AMTRA issues further Covid-19 advice for RAMAs/SQPs

With pet stores on the list of retail stores that are permitted by government to stay open, AMTRA has highlighted that for business that are staying open, they should do so in such a way as to protect the health of employees and customers, implementing the social distancing advice of government.

Stephen Dawson, AMTRA’s secretary general, said “It would be sensible, and recommended by AMTRA, for such opening to be limited to urgent supplies of key necessities (such as medicines, food, bedding), not for everything normally supplied.

“People involved in the supply of veterinary medicines or animal food (e.g. RAMAs/SQPs) are included in the definition of “key workers”. But that phrase was particularly used in the context of allowing children of such workers to continue to be at schools: the separate government advice about which stores can stay open says nothing about key workers.

“This leaves agricultural and equine businesses in an ambiguous situation – we are seeking more clarity which we hope will come soon.”

Working within the rules
Mr Dawson continued: “Supply by mail order (telephone order or internet), meeting the normal requirements for RAMA/SQP involvement and record keeping, is fine, and helps meet immediate needs, but it’s not clear it is viable for the full range of products that support animal health and welfare across the country.

“For the moment, some businesses are choosing to pick goods after a telephone conversation with the RAMA/SQP and leave them somewhere appropriate (e.g. outside the store door, in the yard) for customers to pick up.”

Data section ::
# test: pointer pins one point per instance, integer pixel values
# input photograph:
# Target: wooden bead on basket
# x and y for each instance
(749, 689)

--

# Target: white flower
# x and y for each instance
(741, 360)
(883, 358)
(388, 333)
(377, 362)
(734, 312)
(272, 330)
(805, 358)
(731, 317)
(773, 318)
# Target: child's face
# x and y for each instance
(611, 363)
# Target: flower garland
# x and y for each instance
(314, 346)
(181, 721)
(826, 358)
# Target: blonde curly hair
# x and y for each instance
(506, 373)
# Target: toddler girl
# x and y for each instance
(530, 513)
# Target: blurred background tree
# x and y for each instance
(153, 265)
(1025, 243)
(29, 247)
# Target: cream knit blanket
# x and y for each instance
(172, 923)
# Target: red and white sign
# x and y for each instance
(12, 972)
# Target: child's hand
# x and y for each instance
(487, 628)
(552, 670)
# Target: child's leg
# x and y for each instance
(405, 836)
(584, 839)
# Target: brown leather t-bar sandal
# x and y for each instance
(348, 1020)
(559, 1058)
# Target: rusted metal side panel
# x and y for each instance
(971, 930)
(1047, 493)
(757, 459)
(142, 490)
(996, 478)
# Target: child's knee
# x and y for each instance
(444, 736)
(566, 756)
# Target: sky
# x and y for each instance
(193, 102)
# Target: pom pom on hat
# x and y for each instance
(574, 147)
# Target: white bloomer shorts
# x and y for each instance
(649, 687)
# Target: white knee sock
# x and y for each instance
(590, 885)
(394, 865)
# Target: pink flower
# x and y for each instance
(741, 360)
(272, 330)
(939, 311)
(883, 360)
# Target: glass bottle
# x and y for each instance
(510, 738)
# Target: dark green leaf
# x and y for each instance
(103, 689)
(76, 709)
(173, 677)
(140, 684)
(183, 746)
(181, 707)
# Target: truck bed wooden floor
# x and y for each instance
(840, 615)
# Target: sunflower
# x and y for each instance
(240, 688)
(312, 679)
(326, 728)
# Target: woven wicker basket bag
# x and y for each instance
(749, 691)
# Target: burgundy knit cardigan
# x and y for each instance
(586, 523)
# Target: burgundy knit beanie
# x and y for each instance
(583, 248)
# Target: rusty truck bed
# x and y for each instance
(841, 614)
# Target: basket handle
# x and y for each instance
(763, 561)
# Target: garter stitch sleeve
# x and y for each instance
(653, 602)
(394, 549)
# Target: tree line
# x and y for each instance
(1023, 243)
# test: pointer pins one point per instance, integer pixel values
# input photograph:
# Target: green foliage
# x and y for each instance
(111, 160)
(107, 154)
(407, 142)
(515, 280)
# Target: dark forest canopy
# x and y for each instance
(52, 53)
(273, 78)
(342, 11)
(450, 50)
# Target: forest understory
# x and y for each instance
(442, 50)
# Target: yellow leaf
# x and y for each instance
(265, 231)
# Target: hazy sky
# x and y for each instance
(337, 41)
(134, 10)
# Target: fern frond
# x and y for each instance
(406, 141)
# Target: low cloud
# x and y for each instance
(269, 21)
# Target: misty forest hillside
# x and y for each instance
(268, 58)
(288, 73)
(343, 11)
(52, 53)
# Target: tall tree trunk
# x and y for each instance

Problems to solve ::
A - From the AMTRA Covid-19 article, please return the part that opens with the words containing "AMTRA issues further" and closes with "advice of government.", copied word for word.
B - According to the AMTRA Covid-19 article, who is AMTRA's secretary general?
C - Write what comes next in the AMTRA Covid-19 article, starting after its final sentence.

Set of answers ::
A -
AMTRA issues further Covid-19 advice for RAMAs/SQPs

With pet stores on the list of retail stores that are permitted by government to stay open, AMTRA has highlighted that for business that are staying open, they should do so in such a way as to protect the health of employees and customers, implementing the social distancing advice of government.

B - Stephen Dawson

C -
Remote prescribing
If the only available RAMA/SQP is self-isolating, that creates another issue in the current rules, since the RAMA/SQP is currently required to supervise the allocation of stock to customer.

Mr Dawson said: “We are expecting proposals from the VMD to allow RAMAs/SQPs to prescribe and authorise supply remotely, but await clarification on this.

“Until and unless VMD changes those rules, the SQP is still responsible for the prescription and supply and therefore must:

  • be the person that has the conversation/consultation with the animal owner;
  • be the person that makes the prescribing decision;
  • be satisfied that the person handing over or dispatching the prescribed product is competent to do so.”

Mr Dawson added: “As we move forwards there may well have to be a broader view on prescribing, to ensure essential products are being supplied in order to protect animal health and welfare, but for the meantime, we ask that all SQPs/RAMAs adhere to advice as provided by employers, and we are working closely with AHDA to provide clarity as soon as possible.”